WHAT NEEDS TO BE DONE —
Reproduce all of the records below, requests included, and scale every point coordinate in the answers by a factor of 2, rounding to whole numbers with halves going up.

-- START --

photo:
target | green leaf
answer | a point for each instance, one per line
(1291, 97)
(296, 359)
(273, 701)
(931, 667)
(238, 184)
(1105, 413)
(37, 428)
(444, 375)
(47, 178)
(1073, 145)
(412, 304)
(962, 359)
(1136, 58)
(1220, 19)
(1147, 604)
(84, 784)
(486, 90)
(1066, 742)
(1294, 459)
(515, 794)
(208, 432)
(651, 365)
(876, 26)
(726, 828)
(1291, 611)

-- END --

FINAL ANSWER —
photo:
target | green leaf
answer | a point for each instance, one per line
(2582, 194)
(592, 718)
(546, 1402)
(1862, 1334)
(476, 368)
(2210, 826)
(74, 856)
(888, 750)
(94, 356)
(2146, 290)
(824, 608)
(1924, 718)
(2272, 116)
(2440, 38)
(2294, 1208)
(168, 1568)
(972, 180)
(2132, 1484)
(2588, 918)
(1030, 1588)
(416, 864)
(1302, 730)
(1752, 52)
(1452, 1656)
(2582, 1222)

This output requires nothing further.